▶ WHAT TO WORK ON
Every line below needs to be printed again exactly, without any of its pictures.

▶ SUPPLIED DATA
----------------------------------------

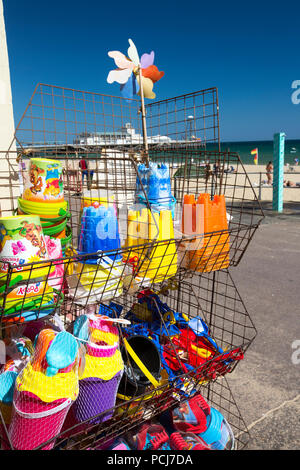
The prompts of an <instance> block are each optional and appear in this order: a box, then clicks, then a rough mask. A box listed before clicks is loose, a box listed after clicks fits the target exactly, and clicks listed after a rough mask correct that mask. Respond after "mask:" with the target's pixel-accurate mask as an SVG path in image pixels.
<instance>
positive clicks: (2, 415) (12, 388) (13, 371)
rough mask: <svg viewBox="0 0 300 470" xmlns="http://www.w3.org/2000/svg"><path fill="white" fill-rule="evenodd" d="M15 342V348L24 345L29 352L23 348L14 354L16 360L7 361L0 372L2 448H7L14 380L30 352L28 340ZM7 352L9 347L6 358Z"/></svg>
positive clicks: (13, 359)
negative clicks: (2, 420) (18, 346)
mask: <svg viewBox="0 0 300 470" xmlns="http://www.w3.org/2000/svg"><path fill="white" fill-rule="evenodd" d="M16 342H17V346H19V349H21V348H22V343H23V346H24V345H25V344H26V345H27V347H28V349H29V350H30V351H29V350H28V349H27V348H26V347H24V348H23V350H22V351H17V353H15V354H14V356H15V357H16V358H15V359H9V360H8V361H7V362H6V364H5V365H4V366H3V367H2V369H1V370H0V412H1V414H2V418H3V421H4V425H3V423H2V422H1V420H0V440H1V437H2V438H3V446H4V448H5V447H6V446H7V443H8V442H7V430H8V427H9V425H10V423H11V417H12V409H13V406H12V405H13V394H14V389H15V383H16V379H17V376H18V374H19V373H20V371H21V370H22V368H23V367H25V365H26V363H27V361H28V359H29V357H30V353H31V351H32V345H31V343H30V341H29V340H28V338H26V339H25V338H22V339H21V338H20V339H18V340H16ZM29 343H30V345H29ZM8 350H11V347H10V348H9V347H7V348H6V352H7V356H9V354H8Z"/></svg>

----------------------------------------

▶ EXERCISE OUTPUT
The prompts of an <instance> block are each optional and appear in this order: a box, then clicks, then a rough mask. A box listed before clicks is loose, a box listed after clicks fits the target exactly, and clicks listed after a rough mask correct that mask. Respond after "mask:" with the target's pixel-accurate mask as an SVG path in image pixels.
<instance>
positive clicks: (2, 415) (12, 388) (13, 371)
rough mask: <svg viewBox="0 0 300 470" xmlns="http://www.w3.org/2000/svg"><path fill="white" fill-rule="evenodd" d="M15 342V348L24 345L29 352L23 348L14 354L16 360L7 361L0 372L2 448H7L14 380L30 352L28 340ZM7 352L9 347L6 358Z"/></svg>
positive clicks: (13, 359)
negative clicks: (2, 420) (18, 346)
mask: <svg viewBox="0 0 300 470" xmlns="http://www.w3.org/2000/svg"><path fill="white" fill-rule="evenodd" d="M16 342H17V346H19V349H21V348H22V343H23V346H24V345H25V344H26V345H27V347H28V349H29V350H30V351H29V350H28V349H27V348H26V347H24V348H23V350H22V351H17V353H15V354H14V356H15V357H16V358H15V359H9V360H8V361H7V362H6V364H5V365H4V366H3V367H2V369H1V370H0V412H1V414H2V418H3V421H4V425H3V423H2V422H1V420H0V440H1V437H2V438H3V446H4V448H5V447H6V446H7V443H8V442H7V430H8V427H9V425H10V423H11V417H12V409H13V406H12V405H13V394H14V389H15V383H16V379H17V376H18V374H19V373H20V371H21V370H22V368H23V367H25V365H26V363H27V361H28V359H29V357H30V353H31V351H32V345H31V343H30V341H29V340H28V338H26V339H25V338H22V339H21V338H20V339H18V340H16ZM29 343H30V345H29ZM8 350H11V347H10V348H9V347H7V348H6V352H7V356H9V354H8Z"/></svg>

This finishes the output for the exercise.